[SET EXERCISE 1] According to the forum answer below, what should be done with lp in R?

[GIVEN PASSAGE]
• • • • •
Dirichlet-Multinomial for Transition Matrix Estimation

It depends. If you want to add the priors then you can calculate that effect in Stan and add this to your log_likelihood parameter

generated quantities {
  real lp = lkj_corr_cholesky_lpdf(L_rows | 4);
  matrix[N, N] row_corr = multiply_lower_tri_self_transpose(L_rows);
  
  lp += multi_normal_cholesky_lpdf(P_vec | mu_zero, chol_kronecker_prod(L_cols, L_rows));
}

then in R add lp to the log_likelihood parameter you have.
• • • • •
Data extracted from a collection:

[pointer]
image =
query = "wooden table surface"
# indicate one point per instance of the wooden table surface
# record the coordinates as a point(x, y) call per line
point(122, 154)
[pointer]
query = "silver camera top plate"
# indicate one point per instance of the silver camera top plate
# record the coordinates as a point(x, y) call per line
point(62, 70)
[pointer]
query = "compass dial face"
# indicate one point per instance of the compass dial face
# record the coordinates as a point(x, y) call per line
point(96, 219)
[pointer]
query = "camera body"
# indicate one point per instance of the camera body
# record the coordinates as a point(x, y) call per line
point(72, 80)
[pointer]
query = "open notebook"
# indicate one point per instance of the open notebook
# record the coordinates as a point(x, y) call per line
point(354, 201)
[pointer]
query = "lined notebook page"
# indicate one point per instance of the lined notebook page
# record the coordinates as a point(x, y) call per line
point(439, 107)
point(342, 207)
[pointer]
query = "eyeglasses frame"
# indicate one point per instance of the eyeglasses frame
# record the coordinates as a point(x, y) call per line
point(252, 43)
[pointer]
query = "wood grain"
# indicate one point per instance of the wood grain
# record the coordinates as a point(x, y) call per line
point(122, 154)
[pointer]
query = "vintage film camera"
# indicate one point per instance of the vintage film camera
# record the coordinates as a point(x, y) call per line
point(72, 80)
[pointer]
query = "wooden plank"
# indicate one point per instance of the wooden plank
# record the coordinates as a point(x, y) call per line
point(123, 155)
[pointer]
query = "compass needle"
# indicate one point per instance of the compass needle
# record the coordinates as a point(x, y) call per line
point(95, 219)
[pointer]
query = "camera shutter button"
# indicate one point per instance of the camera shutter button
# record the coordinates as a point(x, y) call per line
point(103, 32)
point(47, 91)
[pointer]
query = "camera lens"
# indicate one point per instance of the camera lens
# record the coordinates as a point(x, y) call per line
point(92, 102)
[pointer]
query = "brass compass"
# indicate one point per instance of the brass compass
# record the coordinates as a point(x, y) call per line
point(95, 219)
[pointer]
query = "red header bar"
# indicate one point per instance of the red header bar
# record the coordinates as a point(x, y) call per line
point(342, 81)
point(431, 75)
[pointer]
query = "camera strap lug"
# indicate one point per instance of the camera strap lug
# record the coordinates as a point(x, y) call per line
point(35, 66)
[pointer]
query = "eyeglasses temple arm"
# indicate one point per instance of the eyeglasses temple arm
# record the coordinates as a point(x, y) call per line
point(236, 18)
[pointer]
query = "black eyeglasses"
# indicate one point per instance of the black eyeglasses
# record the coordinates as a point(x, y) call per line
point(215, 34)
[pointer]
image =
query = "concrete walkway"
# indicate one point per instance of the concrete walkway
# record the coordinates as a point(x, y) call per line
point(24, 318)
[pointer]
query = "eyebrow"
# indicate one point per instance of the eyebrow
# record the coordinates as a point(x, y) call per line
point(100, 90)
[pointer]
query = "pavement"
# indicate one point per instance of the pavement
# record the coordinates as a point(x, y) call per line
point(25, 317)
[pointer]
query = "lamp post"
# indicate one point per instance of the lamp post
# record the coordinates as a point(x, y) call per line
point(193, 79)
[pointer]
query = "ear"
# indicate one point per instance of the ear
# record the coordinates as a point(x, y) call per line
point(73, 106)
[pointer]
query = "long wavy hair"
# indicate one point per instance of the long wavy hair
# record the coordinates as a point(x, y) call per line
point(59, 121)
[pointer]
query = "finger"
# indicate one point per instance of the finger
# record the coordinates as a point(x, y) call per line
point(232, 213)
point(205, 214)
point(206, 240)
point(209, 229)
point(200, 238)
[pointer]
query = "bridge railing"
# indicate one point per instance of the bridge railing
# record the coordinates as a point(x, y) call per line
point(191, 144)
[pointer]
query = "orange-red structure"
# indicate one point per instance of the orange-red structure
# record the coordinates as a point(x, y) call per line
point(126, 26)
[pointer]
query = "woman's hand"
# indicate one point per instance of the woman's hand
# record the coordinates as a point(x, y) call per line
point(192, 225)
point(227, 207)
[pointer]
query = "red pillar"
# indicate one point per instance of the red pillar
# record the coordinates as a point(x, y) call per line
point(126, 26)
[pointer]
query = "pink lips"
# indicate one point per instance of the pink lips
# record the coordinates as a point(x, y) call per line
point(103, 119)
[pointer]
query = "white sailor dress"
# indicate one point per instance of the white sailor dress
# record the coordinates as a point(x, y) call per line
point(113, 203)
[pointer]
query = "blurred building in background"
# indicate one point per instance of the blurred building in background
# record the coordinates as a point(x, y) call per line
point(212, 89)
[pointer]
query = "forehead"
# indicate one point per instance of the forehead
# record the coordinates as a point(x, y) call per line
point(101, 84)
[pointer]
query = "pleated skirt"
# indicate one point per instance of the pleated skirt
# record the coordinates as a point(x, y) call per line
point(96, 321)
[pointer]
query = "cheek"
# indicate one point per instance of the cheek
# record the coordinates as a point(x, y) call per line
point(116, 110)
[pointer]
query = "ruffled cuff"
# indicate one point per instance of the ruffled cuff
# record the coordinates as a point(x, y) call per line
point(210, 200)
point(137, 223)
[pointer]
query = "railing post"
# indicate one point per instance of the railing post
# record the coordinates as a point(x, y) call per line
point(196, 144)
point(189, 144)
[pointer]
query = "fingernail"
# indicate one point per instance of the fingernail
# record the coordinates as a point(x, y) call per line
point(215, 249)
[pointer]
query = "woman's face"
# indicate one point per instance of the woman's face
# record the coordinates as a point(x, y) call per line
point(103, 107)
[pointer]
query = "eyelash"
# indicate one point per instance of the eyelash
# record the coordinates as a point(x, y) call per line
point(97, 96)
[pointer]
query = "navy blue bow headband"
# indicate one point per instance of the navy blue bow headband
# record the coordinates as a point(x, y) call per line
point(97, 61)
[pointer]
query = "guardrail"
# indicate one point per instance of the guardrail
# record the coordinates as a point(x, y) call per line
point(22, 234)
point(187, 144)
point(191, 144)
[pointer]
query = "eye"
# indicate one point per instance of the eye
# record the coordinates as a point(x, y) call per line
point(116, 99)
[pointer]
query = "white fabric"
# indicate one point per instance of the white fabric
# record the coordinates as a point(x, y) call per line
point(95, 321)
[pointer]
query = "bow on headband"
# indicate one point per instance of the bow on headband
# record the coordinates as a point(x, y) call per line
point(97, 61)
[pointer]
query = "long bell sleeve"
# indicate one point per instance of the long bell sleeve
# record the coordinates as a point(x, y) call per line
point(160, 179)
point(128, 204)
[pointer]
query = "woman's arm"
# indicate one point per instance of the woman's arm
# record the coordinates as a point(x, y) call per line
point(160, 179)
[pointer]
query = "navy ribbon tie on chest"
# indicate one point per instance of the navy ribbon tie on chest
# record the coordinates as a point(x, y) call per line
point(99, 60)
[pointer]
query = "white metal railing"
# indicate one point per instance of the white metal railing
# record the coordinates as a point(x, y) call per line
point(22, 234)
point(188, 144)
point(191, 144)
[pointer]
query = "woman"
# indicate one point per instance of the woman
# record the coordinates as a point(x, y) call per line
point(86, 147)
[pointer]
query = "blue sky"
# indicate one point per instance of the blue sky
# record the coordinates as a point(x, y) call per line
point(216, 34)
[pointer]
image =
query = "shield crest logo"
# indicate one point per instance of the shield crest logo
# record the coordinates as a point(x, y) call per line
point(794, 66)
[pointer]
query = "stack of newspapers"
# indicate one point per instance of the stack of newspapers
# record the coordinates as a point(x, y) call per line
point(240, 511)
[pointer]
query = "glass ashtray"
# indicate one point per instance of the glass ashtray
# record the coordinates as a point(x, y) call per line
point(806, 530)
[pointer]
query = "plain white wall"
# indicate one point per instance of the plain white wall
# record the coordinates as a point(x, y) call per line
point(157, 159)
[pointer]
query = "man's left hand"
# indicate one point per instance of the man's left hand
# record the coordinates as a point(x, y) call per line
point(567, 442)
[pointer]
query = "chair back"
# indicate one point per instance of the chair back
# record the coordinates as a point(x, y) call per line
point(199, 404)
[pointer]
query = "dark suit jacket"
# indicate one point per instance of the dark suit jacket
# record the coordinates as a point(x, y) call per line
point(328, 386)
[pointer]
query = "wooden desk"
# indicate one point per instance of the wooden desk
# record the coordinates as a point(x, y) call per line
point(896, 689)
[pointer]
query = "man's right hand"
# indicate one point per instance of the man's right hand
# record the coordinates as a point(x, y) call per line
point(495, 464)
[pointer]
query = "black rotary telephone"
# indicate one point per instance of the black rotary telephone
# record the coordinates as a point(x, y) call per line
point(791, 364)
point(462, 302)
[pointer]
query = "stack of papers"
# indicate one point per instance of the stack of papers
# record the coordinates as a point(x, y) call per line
• • • • •
[SET EXERCISE 2] Count the lines of the records above that contain the string "headband", treating case as significant, and give only the number.

[EXERCISE RESULT 1] Add lp to the existing log_likelihood parameter.

[EXERCISE RESULT 2] 4